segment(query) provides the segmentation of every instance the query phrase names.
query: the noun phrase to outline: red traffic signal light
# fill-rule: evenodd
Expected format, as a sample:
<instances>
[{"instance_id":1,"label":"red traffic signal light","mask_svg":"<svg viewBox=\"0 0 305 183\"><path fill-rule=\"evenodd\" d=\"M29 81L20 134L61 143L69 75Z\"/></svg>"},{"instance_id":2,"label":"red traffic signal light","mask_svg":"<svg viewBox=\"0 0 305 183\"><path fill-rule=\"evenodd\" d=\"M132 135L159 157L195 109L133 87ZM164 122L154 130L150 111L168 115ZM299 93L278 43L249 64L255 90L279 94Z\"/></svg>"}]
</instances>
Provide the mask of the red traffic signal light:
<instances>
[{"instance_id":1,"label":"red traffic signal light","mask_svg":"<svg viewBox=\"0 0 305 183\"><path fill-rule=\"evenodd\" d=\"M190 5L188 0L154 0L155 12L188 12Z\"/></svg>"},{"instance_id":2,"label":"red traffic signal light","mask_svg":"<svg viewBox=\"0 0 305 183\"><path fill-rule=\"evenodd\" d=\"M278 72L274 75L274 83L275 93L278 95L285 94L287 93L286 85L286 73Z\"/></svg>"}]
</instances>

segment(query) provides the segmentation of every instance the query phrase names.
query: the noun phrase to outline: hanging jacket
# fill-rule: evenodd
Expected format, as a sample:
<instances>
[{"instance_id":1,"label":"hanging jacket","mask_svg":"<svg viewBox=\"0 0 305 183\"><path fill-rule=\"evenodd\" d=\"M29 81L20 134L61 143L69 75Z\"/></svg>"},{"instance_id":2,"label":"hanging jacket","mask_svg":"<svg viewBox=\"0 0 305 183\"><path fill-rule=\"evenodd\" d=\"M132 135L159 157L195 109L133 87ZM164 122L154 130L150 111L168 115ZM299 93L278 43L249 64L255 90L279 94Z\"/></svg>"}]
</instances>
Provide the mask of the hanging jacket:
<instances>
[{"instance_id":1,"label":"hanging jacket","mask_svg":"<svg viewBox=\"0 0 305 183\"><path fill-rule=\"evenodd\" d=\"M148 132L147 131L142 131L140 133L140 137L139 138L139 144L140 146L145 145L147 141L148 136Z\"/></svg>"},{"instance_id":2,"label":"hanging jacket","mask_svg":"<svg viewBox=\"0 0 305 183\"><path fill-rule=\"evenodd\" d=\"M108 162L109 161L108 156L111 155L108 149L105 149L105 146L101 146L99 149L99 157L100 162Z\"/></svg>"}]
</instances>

.....

Output all of the material, please, exactly as it stands.

segment(query) provides the segmentation of every instance the query phrase names.
query: the noun phrase to outline: red traffic signal light
# fill-rule: evenodd
Expected format, as a sample:
<instances>
[{"instance_id":1,"label":"red traffic signal light","mask_svg":"<svg viewBox=\"0 0 305 183\"><path fill-rule=\"evenodd\" d=\"M29 81L20 134L61 143L69 75Z\"/></svg>"},{"instance_id":2,"label":"red traffic signal light","mask_svg":"<svg viewBox=\"0 0 305 183\"><path fill-rule=\"evenodd\" d=\"M132 135L159 157L195 109L133 87ZM164 122L154 130L150 111L168 115ZM299 93L278 43L249 64L255 90L279 94Z\"/></svg>"}]
</instances>
Provide the mask of the red traffic signal light:
<instances>
[{"instance_id":1,"label":"red traffic signal light","mask_svg":"<svg viewBox=\"0 0 305 183\"><path fill-rule=\"evenodd\" d=\"M190 5L188 0L154 0L155 12L188 12Z\"/></svg>"},{"instance_id":2,"label":"red traffic signal light","mask_svg":"<svg viewBox=\"0 0 305 183\"><path fill-rule=\"evenodd\" d=\"M278 72L274 75L274 83L275 93L278 95L285 94L287 93L286 85L286 73Z\"/></svg>"}]
</instances>

segment(query) provides the segmentation of every instance the query phrase names.
query: the noun phrase to outline: hanging jacket
# fill-rule: evenodd
Expected format, as a sample:
<instances>
[{"instance_id":1,"label":"hanging jacket","mask_svg":"<svg viewBox=\"0 0 305 183\"><path fill-rule=\"evenodd\" d=\"M29 81L20 134L61 143L69 75Z\"/></svg>"},{"instance_id":2,"label":"hanging jacket","mask_svg":"<svg viewBox=\"0 0 305 183\"><path fill-rule=\"evenodd\" d=\"M132 135L159 157L195 109L133 87ZM164 122L154 130L150 111L168 115ZM299 93L278 43L249 64L255 90L279 94Z\"/></svg>"}]
</instances>
Provide the mask of the hanging jacket:
<instances>
[{"instance_id":1,"label":"hanging jacket","mask_svg":"<svg viewBox=\"0 0 305 183\"><path fill-rule=\"evenodd\" d=\"M148 132L147 131L142 131L140 133L140 137L139 138L139 144L140 146L145 145L147 141L148 136Z\"/></svg>"},{"instance_id":2,"label":"hanging jacket","mask_svg":"<svg viewBox=\"0 0 305 183\"><path fill-rule=\"evenodd\" d=\"M108 162L109 161L108 156L111 155L108 149L105 149L105 146L101 146L99 149L99 157L100 162Z\"/></svg>"}]
</instances>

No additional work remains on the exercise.